> WHAT YOU SHOULD DO: Reproduce every item below word for word, with nothing changed.

=== TASK INPUT ===

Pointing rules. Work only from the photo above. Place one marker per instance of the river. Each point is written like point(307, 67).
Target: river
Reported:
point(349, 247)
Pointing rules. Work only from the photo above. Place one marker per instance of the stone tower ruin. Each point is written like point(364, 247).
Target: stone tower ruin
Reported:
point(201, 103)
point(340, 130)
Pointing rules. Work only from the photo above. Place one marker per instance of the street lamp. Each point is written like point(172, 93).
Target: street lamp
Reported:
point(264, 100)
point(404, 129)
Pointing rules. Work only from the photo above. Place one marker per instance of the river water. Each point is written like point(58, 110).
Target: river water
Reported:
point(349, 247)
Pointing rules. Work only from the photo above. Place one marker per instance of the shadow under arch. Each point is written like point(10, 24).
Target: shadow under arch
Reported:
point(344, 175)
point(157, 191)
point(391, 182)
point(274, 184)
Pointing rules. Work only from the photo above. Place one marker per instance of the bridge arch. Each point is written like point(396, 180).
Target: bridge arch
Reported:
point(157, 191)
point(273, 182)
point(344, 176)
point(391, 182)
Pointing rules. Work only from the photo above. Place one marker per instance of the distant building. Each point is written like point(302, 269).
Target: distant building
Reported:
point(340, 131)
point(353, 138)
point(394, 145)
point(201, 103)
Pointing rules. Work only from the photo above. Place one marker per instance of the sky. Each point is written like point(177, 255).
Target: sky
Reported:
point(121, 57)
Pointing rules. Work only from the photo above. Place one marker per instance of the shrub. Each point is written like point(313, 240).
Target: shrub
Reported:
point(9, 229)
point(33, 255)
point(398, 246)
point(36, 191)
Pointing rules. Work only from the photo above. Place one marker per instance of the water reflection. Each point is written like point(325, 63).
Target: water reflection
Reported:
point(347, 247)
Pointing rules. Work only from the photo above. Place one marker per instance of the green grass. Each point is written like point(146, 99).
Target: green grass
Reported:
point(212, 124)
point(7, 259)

===

> WRITTEN REPLY:
Pointing rules. Work only from the photo above. Place one marker per instance of the river. Each point is written like point(307, 67).
Target: river
Reported:
point(349, 247)
Pointing rules. Work only from the photo above. Place one marker per instance of the stone tower ruin. Each point is written like point(364, 247).
Target: stone tower ruin
Reported:
point(201, 103)
point(340, 130)
Pointing rules. Work only from the photo above. Place one marker per instance of the street lamp. Each point is written like point(172, 93).
Target: street lamp
Reported:
point(264, 100)
point(404, 129)
Pointing rules. Work only from the photo above. Place one marker per instance of the river water. Each point is written like point(58, 110).
Target: river water
Reported:
point(349, 247)
Pointing rules. Work only from the photo above. Place one marker per instance of the shadow under arch. Each point is written like point(10, 24).
Target: shadow under arch
Reported:
point(344, 175)
point(157, 191)
point(391, 182)
point(274, 184)
Pointing rules. Work only from the photo above. Place one marker per instance of the bridge arch. Each point is written like point(396, 180).
Target: bridge arch
Reported:
point(157, 191)
point(273, 182)
point(344, 176)
point(391, 182)
Pointing rules. Work only from the photo above. Place one marker per instance of the distant building. Each point is written like point(302, 269).
Target: distant building
Reported:
point(340, 131)
point(353, 138)
point(394, 145)
point(201, 103)
Pointing rules. Work only from the photo above. Place one marker per instance of the sky. Each point is written like point(177, 255).
Target: sky
Reported:
point(121, 57)
Pointing rules. Work only from the photo above. Place one marker per instance of the shrub. Each point is written like point(313, 240).
Target: shrub
Reported:
point(9, 229)
point(33, 255)
point(398, 246)
point(36, 191)
Pointing rules. Work only from the photo above. Place one marker per instance of the water reflection. Each point is written like point(325, 63).
Target: water reflection
Reported:
point(347, 247)
Pointing rules. Work only from the photo above. Place one marker per instance of the green grass. Each point is written like point(146, 99).
Target: green grass
Reported:
point(212, 124)
point(7, 259)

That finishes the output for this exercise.